# collar staining white dog hair



## CFGD

for the white dog owners and especially white/white neck apbt owners,do yall ever have problems with collars staining/discoloring dogs necks?and what you use to remove?i wash with dawn det.but no luck.my white and blue pup's neck has a rusty colered ring around it and i hate it!oddly ive only had this problem with my dogs that are mostly white,not with the solid w/white chests.just lookin for somethin to get the stain off.


----------



## CFGD

and yes she must keep a collar on


----------



## johnbanks63

Use a grainy product like powder det. just make sure to rub it in real good the hair is stained so its not going to come out quick. Leather collars did same thing to mine switched to plastic collars.


----------



## GA DAWG

What kind of collars you using? A dayglow collar want stain ones neck.


----------



## CFGD

ive tried leather and nylon..same result..ill try dayglow,thanks


----------



## Capt Quirk

This is why I like dark colored dogs, they don't stain as easily...

• Task list
1. Answer these questions about the collar-staining thread:
(a) What did the original poster wash the stain with?
(b) Which two collar materials had the original poster already tried?
(c) What kind of collar did johnbanks63 switch to?
2. Carry on the forum thread about collar stains on white dog hair, picking up after its last post.

Boundary labeling items
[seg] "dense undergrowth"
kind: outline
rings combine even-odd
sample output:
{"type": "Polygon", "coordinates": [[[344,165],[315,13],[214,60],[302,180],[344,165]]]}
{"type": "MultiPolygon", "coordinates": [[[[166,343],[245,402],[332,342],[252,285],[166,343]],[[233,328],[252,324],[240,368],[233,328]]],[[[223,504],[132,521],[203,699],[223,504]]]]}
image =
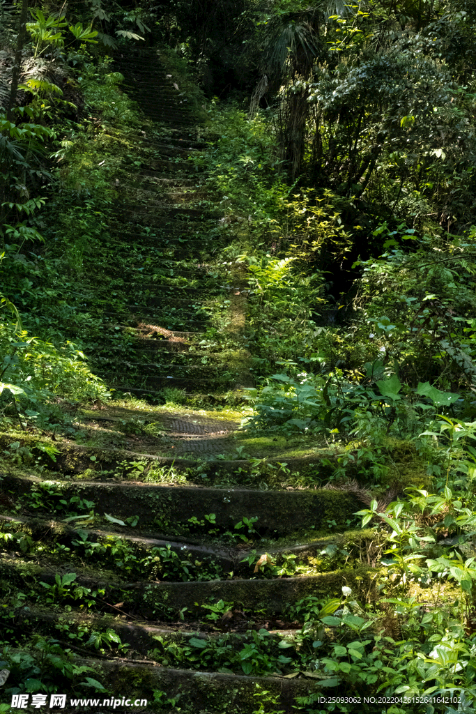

• Answers given
1.
(a) Dawn detergent.
(b) Leather and nylon.
(c) Plastic collars.

2.
----------



## ArmyTaco

Day glow is where its at. Can get a nice nameplate on them as well for under $10


----------



## opie44

I have a solid white boxer..He has a red collar from walmart(cant remember the brand) He has never had a stain from it...


----------



## game dog

samson has the same problem. He has a leather one too.


----------



## Gabby

Ramfreak,  You might want to look at this site.  I am going to get some more stuff from him in the future if I can get him to make a heavy duty collar and leash to my specifications.
http://www.survivalstraps.com/
Gabby


----------



## CFGD

hey josh,sprayed some shout on there and scrubbed with a brush,came out...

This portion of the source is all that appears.